● **Work to be completed**:
Every record below must come back exactly as written, with the images dropped.

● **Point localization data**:
%%
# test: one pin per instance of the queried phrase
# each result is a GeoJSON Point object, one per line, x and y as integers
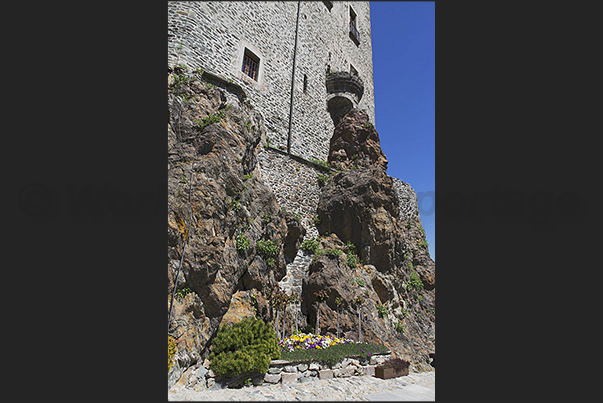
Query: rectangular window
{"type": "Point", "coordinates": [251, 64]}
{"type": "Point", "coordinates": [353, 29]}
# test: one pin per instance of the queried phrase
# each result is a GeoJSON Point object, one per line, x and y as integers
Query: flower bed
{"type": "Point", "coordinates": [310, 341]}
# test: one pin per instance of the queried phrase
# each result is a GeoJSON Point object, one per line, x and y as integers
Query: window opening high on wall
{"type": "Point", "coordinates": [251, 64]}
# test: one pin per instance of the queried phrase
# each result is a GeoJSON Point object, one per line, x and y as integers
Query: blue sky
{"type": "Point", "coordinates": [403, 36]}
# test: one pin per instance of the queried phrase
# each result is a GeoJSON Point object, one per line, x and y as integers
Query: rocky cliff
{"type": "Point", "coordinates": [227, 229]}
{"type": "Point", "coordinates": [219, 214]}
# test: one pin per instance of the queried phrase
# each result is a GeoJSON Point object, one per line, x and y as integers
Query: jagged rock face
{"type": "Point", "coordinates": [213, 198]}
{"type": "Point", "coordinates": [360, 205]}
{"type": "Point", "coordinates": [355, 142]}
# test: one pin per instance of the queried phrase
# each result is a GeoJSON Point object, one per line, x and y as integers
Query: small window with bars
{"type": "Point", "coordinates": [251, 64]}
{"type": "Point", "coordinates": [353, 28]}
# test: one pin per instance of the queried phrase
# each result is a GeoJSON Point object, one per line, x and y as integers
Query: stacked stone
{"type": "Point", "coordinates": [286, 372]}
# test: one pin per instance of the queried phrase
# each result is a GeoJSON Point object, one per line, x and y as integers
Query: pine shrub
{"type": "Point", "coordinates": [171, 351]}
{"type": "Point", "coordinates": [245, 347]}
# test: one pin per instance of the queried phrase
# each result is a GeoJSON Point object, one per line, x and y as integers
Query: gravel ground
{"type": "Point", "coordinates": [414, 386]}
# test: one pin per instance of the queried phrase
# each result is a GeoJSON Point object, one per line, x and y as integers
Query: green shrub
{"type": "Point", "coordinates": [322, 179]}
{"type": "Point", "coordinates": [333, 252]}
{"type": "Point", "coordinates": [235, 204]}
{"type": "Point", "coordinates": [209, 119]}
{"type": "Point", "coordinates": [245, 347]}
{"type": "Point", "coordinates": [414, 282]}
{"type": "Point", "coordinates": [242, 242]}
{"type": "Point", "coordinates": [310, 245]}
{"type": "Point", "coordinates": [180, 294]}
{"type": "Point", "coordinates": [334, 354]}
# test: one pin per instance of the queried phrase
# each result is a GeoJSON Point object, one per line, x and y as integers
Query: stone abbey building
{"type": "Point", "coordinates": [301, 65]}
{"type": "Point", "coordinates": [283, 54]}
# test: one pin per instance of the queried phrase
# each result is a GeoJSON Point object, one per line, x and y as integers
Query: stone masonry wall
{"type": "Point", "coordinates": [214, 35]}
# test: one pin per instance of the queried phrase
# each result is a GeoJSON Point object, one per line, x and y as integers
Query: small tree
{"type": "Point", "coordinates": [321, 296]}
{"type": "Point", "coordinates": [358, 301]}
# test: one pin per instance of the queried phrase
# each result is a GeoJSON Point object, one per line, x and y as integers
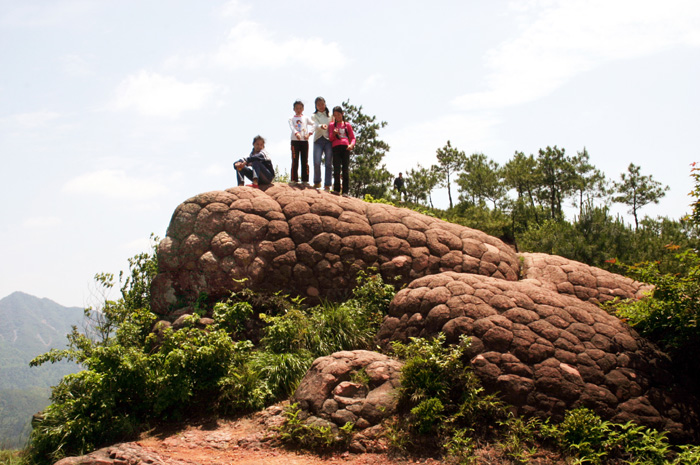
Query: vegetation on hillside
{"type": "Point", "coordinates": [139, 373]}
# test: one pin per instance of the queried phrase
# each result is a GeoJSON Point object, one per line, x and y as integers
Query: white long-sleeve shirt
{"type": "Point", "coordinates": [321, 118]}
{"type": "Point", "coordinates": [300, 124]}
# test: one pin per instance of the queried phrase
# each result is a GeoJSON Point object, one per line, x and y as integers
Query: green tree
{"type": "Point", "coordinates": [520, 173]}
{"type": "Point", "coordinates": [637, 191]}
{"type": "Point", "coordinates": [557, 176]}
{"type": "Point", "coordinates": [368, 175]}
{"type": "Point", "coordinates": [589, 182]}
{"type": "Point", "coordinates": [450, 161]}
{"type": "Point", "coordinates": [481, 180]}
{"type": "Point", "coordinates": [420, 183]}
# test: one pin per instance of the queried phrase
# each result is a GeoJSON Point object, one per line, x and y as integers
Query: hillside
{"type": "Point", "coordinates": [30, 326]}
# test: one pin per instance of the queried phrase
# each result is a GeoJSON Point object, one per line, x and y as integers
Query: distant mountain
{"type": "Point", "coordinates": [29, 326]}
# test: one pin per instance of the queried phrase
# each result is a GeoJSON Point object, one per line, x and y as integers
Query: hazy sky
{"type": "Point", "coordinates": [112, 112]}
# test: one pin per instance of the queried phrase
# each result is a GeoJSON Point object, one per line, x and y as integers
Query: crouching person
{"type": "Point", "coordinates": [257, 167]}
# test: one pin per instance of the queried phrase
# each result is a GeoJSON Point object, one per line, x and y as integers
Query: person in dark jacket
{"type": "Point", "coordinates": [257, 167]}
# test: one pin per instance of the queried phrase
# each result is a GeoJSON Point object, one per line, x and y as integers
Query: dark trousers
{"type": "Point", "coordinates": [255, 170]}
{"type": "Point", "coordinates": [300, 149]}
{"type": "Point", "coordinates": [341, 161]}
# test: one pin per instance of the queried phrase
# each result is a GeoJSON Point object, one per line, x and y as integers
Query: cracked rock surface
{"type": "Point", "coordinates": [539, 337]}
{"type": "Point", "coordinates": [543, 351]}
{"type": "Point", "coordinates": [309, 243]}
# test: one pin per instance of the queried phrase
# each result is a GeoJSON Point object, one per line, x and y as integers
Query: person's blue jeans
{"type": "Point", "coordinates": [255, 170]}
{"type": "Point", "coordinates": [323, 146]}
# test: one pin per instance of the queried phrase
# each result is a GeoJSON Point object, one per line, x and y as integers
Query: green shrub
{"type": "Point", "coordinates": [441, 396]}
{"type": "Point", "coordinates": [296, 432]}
%%
● **Worked solution**:
# test: one pin per instance of the queried phrase
# each result is a GeoJSON Point object, one per line, x and y as integers
Query: rectangular window
{"type": "Point", "coordinates": [251, 64]}
{"type": "Point", "coordinates": [353, 29]}
# test: one pin per instance of the queried phrase
# each result is a GeoJSON Point object, one per line, x and y as integers
Query: flower bed
{"type": "Point", "coordinates": [310, 341]}
# test: one pin per instance of the queried phrase
# each result is a GeoJSON Point object, one per line, x and y as integers
Query: window opening high on wall
{"type": "Point", "coordinates": [251, 64]}
# test: one pin per instance of the queried phrase
# each result is a GeoJSON Point object, one per line, x and y as integers
Query: blue sky
{"type": "Point", "coordinates": [403, 36]}
# test: one pin per instance of the queried phrase
# each result is a GeoJSON Point object, one per line, x and y as integers
Query: rocky cliff
{"type": "Point", "coordinates": [227, 229]}
{"type": "Point", "coordinates": [219, 214]}
# test: one pin per instance of the queried phrase
# each result is a GeoJSON Point object, one per line, x and y as integers
Query: jagged rock face
{"type": "Point", "coordinates": [213, 198]}
{"type": "Point", "coordinates": [360, 205]}
{"type": "Point", "coordinates": [355, 142]}
# test: one pin per instance of the queried phrase
# each result is a GeoJSON Point object, one per line, x and y as integers
Query: small window with bars
{"type": "Point", "coordinates": [251, 64]}
{"type": "Point", "coordinates": [353, 28]}
# test: one pin per instance of the queried phrase
# each result is a GeoJSON Point object, one per line, x and y as integers
Query: stacked stone
{"type": "Point", "coordinates": [286, 372]}
# test: one pin per instance of the queried phrase
# each result is a GeoJSON Point object, one per line, x and y as integers
Query: pine shrub
{"type": "Point", "coordinates": [171, 351]}
{"type": "Point", "coordinates": [245, 347]}
# test: one pin per instance of the queried phrase
# each result is a GeoJSON Point object, one per line, x and y as integers
Query: gravel ground
{"type": "Point", "coordinates": [414, 386]}
# test: one pin per instance of the queried phrase
# each result is a GeoJSON Point object, one per line, x and y as integers
Query: green shrub
{"type": "Point", "coordinates": [322, 179]}
{"type": "Point", "coordinates": [333, 252]}
{"type": "Point", "coordinates": [235, 204]}
{"type": "Point", "coordinates": [209, 119]}
{"type": "Point", "coordinates": [245, 347]}
{"type": "Point", "coordinates": [414, 282]}
{"type": "Point", "coordinates": [242, 242]}
{"type": "Point", "coordinates": [310, 245]}
{"type": "Point", "coordinates": [180, 294]}
{"type": "Point", "coordinates": [334, 354]}
# test: one pin per instance of the queried phrase
# each result is a GeoJSON Point object, one per line, x and y as integers
Query: stone abbey building
{"type": "Point", "coordinates": [301, 65]}
{"type": "Point", "coordinates": [283, 54]}
# test: one pin per instance of the queried phrase
# each result is a GeoJSON Point object, one per line, x and y as integers
Query: stone masonry wall
{"type": "Point", "coordinates": [214, 35]}
# test: one pin per instance of the queried phrase
# each result is a GeoJSON Point object, one per line, x and y as integers
Query: small tree
{"type": "Point", "coordinates": [321, 296]}
{"type": "Point", "coordinates": [358, 301]}
# test: one pin per instance of the queried phrase
# each result is a GeoJSON Point object, one per line, x and y as integers
Query: vegetation on hillside
{"type": "Point", "coordinates": [139, 373]}
# test: one pin per instance of the queried phrase
# each result is a GeoJSON Point object, one per line, x and y as integers
Query: white long-sleeve shirt
{"type": "Point", "coordinates": [321, 118]}
{"type": "Point", "coordinates": [300, 124]}
# test: one pin per instance of the queried phrase
# each result is a GeoJSON Point object, one per line, x and y as integers
Query: green tree
{"type": "Point", "coordinates": [520, 173]}
{"type": "Point", "coordinates": [637, 191]}
{"type": "Point", "coordinates": [557, 176]}
{"type": "Point", "coordinates": [368, 175]}
{"type": "Point", "coordinates": [589, 182]}
{"type": "Point", "coordinates": [450, 161]}
{"type": "Point", "coordinates": [481, 180]}
{"type": "Point", "coordinates": [420, 183]}
# test: one pin per instance of the queried phrase
# each result is a GeoJSON Point object, one per line, x and y as integers
Query: hillside
{"type": "Point", "coordinates": [30, 326]}
# test: one pin per instance of the queried phrase
# each result is a GeoJSON Point object, one per line, x and y as integers
Query: distant mountain
{"type": "Point", "coordinates": [29, 326]}
# test: one pin per instance of the queried phrase
# each result is a GeoJSON Point object, one per line, x and y as integers
Query: hazy sky
{"type": "Point", "coordinates": [112, 112]}
# test: one pin per instance of the queried phrase
# each result is a GeoJSON Point object, one per line, x and y as integers
Query: crouching person
{"type": "Point", "coordinates": [257, 167]}
# test: one pin per instance of the queried phrase
# each result is a GeoJSON Point object, one per line, x and y as integers
Query: person in dark jacket
{"type": "Point", "coordinates": [257, 167]}
# test: one pin per instance of the queried phrase
# each result is a GeoJSON Point object, one per line, x and y as integers
Query: dark trousers
{"type": "Point", "coordinates": [255, 170]}
{"type": "Point", "coordinates": [300, 149]}
{"type": "Point", "coordinates": [341, 161]}
# test: one pin per instance of the queried phrase
# each result is a GeoJSON Point object, one per line, x and y as integers
Query: cracked rock surface
{"type": "Point", "coordinates": [539, 337]}
{"type": "Point", "coordinates": [543, 351]}
{"type": "Point", "coordinates": [309, 243]}
# test: one pin per instance of the queried phrase
# each result is a GeoJSON Point object, one per line, x and y as integers
Query: person's blue jeans
{"type": "Point", "coordinates": [255, 170]}
{"type": "Point", "coordinates": [323, 146]}
# test: one pin per instance of the queried phrase
# each result is a GeoJSON Point object, one per line, x and y as integers
Query: green shrub
{"type": "Point", "coordinates": [441, 396]}
{"type": "Point", "coordinates": [296, 432]}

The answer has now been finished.